** Opening Study text block **

Mustache to make return to space with this week’s SpaceX Crew-12 launch

Mustache to make return to space with this week’s SpaceX Crew-12 launch

It’s been quite a while since a mustache has made its way to space. Rookie NASA astronaut Jack Hathaway is about to change that.

Acting as pilot on this week’s planned launch of the SpaceX Crew-12 mission to the International Space Station, active Navy commander was clean shaven when introduced as an astronaut candidate in 2021. But now he’s got what he calls a classic naval aviator mustache going on.

“The mustache is a lot of fun. The crew has enjoyed it,” he said Sunday during an interview from quarantine at Kennedy Space Center. “We’ve had a bunch of laughs about it. Some of out support staff, particularly our flight surgeons, have grown mustaches as well, in support and solidarity of my mustache.”

Hathaway, his mustache, and three crewmates — commander and fellow NASA astronaut Jessica Meir, European Space Agency astronaut Sophie Adenot and Roscosmos cosmonaut Andrey Fedyaev — are set to lift off in the Crew Dragon Freedom atop a SpaceX Falcon 9 rocket from Cape Canaveral Space Force Station’s Space Launch Complex 40 no earlier than Friday at 5:15 a.m. for an eight-month stay aboard the International Space Station.

The launch has been delayed two days longer than originally planned after NASA cited weather concerns along the launch corridor.

NASA astronauts have mostly been follicle-free, especially in the early Mercury, Gemini and Apollo missions, although mustaches and beards often grew during missions as astronauts just stopped shaving.

It wasn’t until the space shuttle era of the 1980s and ’90s that mustaches started making regular flights, although most have gone back to regular use of razor blades in the new millennium.

Of the 38 active astronauts, of which 23 are men, only Central Florida’s Luke Delaney, who has yet to fly to space, has an official portrait featuring significant facial hair. Delaney, who went to both DeLand and Deltona high schools in his youth, and was also chosen as as an astronaut in 2021, sports a full beard and mustache.

Among NASA’s 330 male active and retired astronauts, only 44 have facial hair in their official portraits, or just over 13%. Of those, only four have full beards. Of note, the first astronaut to bring a full beard to space was Paul Scully-Power, an Australian who flew on Space Shuttle Challenger in 1984.

One of the most recent mustaches to fly to the space station was by now retired Canadian astronaut Chris Hadfield, who gained social media fame during his last trip to space in 2013 during which he recorded a video covering David Bowie’s “Space Oddity.” His popularity even begat a LEGO minifigure, mustache included.

Many of the mustaches that have made it to orbit have been championed by astronauts who were Navy fighter pilots.

** Closing Study text block **
** Opening Available data block **

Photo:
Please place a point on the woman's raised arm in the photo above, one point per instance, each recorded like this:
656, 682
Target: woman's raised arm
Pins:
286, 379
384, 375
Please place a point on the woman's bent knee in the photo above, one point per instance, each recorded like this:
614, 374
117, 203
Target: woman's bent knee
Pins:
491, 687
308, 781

** Closing Available data block **
** Opening Available data block **

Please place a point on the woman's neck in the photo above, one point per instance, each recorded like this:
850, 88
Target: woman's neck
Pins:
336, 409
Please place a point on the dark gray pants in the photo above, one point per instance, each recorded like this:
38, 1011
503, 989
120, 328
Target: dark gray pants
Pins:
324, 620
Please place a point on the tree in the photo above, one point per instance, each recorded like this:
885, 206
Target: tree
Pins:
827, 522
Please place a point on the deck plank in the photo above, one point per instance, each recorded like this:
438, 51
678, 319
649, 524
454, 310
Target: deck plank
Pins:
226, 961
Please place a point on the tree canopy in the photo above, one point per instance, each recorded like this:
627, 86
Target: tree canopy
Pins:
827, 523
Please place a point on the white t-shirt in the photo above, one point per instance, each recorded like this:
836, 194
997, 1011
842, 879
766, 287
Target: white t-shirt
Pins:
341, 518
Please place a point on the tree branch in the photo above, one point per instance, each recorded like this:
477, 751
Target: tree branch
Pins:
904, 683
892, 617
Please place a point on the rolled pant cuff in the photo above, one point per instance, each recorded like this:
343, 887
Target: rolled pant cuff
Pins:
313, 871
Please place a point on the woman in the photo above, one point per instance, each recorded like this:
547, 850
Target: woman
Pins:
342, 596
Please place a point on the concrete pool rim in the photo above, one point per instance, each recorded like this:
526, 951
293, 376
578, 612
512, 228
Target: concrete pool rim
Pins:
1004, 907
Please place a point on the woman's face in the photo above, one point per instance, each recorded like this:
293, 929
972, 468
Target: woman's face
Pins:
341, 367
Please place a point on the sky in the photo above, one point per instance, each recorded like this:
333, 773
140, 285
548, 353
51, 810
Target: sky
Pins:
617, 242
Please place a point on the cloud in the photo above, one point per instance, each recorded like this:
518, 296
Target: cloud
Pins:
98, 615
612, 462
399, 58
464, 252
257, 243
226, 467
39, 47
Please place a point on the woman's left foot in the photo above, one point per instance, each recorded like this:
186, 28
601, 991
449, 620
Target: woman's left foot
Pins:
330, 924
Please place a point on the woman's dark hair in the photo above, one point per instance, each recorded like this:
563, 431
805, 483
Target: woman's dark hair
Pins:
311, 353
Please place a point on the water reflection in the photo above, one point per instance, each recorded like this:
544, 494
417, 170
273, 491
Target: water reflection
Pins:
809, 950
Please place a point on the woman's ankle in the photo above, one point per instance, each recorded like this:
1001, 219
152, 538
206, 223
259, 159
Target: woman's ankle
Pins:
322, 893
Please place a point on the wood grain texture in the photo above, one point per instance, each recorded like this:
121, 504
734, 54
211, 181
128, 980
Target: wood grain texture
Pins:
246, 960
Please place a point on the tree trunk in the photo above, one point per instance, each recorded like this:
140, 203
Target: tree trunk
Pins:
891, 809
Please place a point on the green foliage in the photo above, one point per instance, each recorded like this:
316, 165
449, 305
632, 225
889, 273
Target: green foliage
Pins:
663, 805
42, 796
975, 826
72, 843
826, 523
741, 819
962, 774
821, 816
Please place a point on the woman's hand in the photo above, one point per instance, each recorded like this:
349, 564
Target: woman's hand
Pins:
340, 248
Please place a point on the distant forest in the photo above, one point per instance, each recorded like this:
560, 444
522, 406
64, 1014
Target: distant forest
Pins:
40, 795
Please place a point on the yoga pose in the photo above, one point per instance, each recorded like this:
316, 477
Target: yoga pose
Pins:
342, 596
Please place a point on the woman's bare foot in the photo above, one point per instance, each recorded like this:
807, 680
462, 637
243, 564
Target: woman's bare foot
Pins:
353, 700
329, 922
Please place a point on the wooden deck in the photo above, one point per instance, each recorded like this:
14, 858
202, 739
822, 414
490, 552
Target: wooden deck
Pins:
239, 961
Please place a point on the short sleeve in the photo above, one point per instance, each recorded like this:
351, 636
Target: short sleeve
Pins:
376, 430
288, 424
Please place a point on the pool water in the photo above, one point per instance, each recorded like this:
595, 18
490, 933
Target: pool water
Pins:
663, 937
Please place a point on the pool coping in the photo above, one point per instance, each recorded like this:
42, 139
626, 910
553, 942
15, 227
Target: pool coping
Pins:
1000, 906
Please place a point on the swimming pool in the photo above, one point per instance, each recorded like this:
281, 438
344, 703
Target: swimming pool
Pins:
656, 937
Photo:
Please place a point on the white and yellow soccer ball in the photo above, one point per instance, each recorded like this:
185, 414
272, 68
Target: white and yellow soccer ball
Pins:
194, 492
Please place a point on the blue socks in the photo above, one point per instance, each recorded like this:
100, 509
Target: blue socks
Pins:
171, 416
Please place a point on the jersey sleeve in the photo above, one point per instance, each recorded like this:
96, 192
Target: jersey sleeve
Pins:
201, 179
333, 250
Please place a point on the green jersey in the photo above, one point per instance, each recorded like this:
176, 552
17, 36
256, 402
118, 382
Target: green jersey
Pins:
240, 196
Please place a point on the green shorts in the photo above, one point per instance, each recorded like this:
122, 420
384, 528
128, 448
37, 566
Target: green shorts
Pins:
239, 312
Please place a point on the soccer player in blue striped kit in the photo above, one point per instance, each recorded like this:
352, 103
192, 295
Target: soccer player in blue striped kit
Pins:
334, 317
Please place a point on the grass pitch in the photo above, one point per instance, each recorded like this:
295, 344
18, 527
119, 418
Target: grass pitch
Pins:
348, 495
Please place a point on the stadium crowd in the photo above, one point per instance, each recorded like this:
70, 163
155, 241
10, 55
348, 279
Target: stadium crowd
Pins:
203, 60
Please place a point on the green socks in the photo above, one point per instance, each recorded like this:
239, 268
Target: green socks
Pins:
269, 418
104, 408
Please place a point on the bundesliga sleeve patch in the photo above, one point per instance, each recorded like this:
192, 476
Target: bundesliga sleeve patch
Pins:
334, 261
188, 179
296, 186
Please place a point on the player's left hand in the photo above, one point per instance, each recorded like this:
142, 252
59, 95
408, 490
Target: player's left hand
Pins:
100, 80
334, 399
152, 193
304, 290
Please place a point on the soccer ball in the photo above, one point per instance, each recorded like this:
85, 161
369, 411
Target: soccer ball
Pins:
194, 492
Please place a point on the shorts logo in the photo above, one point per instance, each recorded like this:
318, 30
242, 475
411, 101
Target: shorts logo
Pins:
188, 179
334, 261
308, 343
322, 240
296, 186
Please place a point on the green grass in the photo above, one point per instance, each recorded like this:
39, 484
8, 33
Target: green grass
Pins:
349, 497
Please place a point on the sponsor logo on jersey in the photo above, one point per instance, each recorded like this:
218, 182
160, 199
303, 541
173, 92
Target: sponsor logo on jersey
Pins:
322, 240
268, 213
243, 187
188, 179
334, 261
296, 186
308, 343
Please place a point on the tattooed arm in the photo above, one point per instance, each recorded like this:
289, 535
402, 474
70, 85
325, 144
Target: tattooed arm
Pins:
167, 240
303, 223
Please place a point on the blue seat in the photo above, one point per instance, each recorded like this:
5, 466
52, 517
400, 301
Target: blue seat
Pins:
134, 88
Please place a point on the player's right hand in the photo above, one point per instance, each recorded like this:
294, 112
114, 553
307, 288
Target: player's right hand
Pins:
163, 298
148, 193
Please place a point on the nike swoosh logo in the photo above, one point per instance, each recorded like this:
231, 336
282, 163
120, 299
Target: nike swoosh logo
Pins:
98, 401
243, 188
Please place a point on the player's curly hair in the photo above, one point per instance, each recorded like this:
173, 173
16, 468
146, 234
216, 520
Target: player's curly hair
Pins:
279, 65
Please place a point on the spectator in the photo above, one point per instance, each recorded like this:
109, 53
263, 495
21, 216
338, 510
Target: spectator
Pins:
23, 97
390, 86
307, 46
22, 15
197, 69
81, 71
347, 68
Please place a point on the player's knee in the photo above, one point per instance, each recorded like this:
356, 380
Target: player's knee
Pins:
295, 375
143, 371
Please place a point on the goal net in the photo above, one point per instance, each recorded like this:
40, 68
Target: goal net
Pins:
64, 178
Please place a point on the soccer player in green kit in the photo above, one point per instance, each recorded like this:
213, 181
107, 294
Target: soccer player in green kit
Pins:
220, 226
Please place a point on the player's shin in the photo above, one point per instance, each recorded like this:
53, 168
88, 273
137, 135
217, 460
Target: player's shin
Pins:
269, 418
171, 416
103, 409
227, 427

** Closing Available data block **
** Opening Available data block **

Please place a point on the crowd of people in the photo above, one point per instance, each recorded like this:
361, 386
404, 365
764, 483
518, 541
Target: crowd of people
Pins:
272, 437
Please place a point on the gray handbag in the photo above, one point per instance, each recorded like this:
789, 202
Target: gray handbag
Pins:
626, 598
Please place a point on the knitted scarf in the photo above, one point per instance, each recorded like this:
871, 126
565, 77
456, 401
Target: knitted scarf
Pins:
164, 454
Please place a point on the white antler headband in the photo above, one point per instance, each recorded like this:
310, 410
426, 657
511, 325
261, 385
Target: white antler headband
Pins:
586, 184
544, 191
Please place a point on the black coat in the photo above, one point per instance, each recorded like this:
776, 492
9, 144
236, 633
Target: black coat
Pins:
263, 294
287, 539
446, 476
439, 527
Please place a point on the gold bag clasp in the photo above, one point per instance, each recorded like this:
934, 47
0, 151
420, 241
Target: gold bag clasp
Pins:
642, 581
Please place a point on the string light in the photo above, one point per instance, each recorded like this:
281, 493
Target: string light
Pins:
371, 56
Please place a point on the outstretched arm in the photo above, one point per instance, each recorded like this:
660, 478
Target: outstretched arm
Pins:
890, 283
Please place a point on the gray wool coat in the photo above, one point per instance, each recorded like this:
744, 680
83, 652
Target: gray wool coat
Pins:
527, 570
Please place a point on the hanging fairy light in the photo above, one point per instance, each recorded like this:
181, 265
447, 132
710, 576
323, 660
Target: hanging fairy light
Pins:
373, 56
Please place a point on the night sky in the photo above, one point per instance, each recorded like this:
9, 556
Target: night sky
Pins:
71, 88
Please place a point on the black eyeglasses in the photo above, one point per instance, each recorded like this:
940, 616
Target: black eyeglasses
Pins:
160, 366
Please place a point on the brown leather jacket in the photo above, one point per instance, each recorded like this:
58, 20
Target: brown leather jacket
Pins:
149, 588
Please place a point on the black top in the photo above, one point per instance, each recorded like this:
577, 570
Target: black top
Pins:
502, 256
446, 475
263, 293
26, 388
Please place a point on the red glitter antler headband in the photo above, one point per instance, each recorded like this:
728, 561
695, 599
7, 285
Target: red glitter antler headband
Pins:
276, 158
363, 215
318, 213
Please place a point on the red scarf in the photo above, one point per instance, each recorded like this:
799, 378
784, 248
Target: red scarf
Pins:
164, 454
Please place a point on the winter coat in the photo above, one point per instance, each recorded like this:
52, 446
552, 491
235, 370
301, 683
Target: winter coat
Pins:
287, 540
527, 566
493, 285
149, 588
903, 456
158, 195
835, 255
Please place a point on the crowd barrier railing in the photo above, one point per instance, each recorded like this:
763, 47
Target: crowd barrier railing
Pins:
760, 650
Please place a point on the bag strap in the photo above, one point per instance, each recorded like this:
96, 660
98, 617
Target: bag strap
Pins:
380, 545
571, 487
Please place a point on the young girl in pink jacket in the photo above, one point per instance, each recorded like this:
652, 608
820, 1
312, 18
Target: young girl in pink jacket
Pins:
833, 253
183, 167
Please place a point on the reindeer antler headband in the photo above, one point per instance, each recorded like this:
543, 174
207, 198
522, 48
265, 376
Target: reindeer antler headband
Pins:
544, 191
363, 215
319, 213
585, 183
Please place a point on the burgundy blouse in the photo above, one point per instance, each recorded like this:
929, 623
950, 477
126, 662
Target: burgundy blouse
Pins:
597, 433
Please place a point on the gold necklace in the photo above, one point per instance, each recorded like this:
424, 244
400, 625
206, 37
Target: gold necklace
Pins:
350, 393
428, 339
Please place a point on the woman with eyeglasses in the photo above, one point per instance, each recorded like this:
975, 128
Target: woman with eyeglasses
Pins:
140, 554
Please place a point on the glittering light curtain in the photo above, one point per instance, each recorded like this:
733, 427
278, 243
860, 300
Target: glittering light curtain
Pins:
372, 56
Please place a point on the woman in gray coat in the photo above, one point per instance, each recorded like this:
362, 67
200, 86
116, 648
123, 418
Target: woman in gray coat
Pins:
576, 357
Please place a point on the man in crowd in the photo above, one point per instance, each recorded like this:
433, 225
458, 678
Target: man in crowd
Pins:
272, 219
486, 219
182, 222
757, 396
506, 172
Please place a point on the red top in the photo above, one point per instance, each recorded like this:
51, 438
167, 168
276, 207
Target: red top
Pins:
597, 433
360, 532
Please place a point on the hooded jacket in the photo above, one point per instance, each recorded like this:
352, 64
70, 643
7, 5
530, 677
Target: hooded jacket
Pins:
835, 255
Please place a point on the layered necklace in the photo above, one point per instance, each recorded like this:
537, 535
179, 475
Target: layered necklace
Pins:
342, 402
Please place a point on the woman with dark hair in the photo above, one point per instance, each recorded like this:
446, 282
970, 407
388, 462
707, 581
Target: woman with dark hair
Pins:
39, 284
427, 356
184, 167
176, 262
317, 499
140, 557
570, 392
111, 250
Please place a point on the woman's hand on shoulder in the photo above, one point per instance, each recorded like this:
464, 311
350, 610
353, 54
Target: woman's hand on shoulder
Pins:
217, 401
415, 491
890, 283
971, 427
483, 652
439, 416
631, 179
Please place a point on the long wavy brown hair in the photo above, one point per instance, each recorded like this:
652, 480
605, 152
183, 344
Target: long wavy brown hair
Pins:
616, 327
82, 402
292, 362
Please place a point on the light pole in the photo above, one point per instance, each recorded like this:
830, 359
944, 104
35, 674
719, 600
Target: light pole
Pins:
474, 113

** Closing Available data block **

**Task description**: From the article about the mustache on the Crew-12 launch, reproduce word for word the stretch from "NASA astronauts have" through "just stopped shaving.".

**Your response**:
NASA astronauts have mostly been follicle-free, especially in the early Mercury, Gemini and Apollo missions, although mustaches and beards often grew during missions as astronauts just stopped shaving.